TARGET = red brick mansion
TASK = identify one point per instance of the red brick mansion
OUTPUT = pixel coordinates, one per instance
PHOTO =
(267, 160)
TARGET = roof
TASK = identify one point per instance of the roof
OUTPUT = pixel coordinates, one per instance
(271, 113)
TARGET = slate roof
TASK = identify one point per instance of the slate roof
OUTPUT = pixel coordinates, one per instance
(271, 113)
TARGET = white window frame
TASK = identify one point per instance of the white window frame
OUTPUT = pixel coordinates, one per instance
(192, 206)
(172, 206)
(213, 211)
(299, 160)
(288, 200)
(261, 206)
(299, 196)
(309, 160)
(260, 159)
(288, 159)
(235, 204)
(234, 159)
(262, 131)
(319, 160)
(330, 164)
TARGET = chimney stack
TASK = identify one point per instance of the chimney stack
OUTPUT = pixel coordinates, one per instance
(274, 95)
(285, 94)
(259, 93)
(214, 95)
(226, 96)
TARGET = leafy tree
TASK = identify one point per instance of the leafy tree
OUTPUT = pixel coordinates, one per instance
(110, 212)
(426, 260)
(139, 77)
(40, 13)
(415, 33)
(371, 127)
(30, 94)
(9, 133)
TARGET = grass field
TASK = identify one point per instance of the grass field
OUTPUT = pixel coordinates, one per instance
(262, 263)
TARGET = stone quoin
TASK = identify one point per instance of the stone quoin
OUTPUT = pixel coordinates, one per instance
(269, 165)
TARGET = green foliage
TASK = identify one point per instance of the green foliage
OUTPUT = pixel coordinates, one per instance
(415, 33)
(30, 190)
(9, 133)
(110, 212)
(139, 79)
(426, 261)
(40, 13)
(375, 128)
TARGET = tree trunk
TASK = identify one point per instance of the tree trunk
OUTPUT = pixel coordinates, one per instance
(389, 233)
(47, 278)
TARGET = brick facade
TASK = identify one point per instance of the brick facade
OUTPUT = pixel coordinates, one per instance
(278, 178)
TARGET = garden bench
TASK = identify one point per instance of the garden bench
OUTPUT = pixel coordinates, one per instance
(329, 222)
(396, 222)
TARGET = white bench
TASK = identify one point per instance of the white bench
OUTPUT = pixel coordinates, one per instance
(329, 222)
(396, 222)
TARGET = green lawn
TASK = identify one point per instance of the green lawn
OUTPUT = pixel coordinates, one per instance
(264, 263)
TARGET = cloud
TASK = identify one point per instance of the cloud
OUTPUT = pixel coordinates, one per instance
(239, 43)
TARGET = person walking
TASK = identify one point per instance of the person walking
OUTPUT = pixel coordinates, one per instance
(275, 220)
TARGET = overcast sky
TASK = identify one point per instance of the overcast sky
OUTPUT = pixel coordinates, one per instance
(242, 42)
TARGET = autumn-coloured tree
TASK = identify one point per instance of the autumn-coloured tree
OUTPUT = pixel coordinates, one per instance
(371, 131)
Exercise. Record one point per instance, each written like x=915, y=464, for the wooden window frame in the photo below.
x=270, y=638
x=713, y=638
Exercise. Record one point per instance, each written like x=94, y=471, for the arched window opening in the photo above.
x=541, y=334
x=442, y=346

▶ [Exercise description] Give back the whole listing exactly as it reads.

▶ [Solution below]
TARGET = red brick mansion
TASK = identify one point per instance of the red brick mansion
OUTPUT = pixel coordinates, one per instance
PHOTO =
(267, 160)
TARGET = roof
TASK = identify one point per instance of the roof
OUTPUT = pixel coordinates, one per instance
(271, 113)
TARGET = slate roof
TASK = identify one point per instance of the slate roof
OUTPUT = pixel coordinates, one per instance
(271, 113)
TARGET = white window frame
TASK = identify one point per instance of the white window frame
OUTPUT = pixel coordinates, one per instance
(192, 206)
(172, 206)
(213, 211)
(299, 160)
(288, 200)
(261, 206)
(299, 196)
(309, 160)
(260, 159)
(288, 159)
(235, 204)
(234, 159)
(262, 131)
(319, 160)
(330, 164)
TARGET = chimney stack
TASK = identify one point per instance of the chimney stack
OUTPUT = pixel coordinates, one per instance
(274, 95)
(285, 94)
(259, 93)
(214, 95)
(226, 96)
TARGET = leafy tree
TASK = identify one point per instance of the leafy tree
OUTPUT = pixel coordinates, one per instance
(110, 212)
(426, 260)
(139, 77)
(40, 13)
(415, 33)
(371, 127)
(30, 94)
(9, 133)
TARGET = grass field
TASK = identify one point per instance of the grass field
OUTPUT = pixel coordinates, one per instance
(262, 263)
TARGET = stone quoin
TASK = identify one point per instance of the stone quoin
OUTPUT = pixel coordinates, one per instance
(269, 165)
TARGET = green foliage
TASK = identify one point per instance of the green foliage
OUTPUT = pixel coordinates, one per instance
(415, 33)
(30, 190)
(9, 133)
(110, 212)
(139, 79)
(426, 261)
(40, 13)
(375, 128)
TARGET = tree trunk
TASK = identify one point per instance of the tree trunk
OUTPUT = pixel coordinates, one per instance
(389, 233)
(47, 278)
TARGET = brick facade
TASK = identify one point per instance of the brick facade
OUTPUT = pixel coordinates, one per instance
(278, 178)
TARGET = garden bench
TASK = identify one point per instance of the garden bench
OUTPUT = pixel coordinates, one per instance
(329, 222)
(396, 222)
TARGET = white bench
TASK = identify one point per instance of the white bench
OUTPUT = pixel coordinates, one per instance
(329, 222)
(396, 222)
TARGET = green lawn
TASK = identify one point per instance of the green lawn
OUTPUT = pixel coordinates, one per instance
(264, 263)
TARGET = cloud
TASK = identify one point per instance of the cloud
OUTPUT = pixel coordinates, one per instance
(239, 43)
TARGET = person walking
TASK = identify one point per instance of the person walking
OUTPUT = pixel coordinates, one per instance
(275, 220)
TARGET = overcast sky
TASK = identify one point per instance of the overcast sky
OUTPUT = pixel coordinates, one per instance
(242, 42)
TARGET = autumn-coloured tree
TASK = identify one point per instance of the autumn-coloured tree
OUTPUT = pixel coordinates, one per instance
(371, 131)
Exercise. Record one point per instance, each written like x=915, y=464, for the wooden window frame in the photo below.
x=270, y=638
x=713, y=638
Exercise. Record one point per instance, each written like x=94, y=471, for the arched window opening in the photo above.
x=541, y=334
x=442, y=346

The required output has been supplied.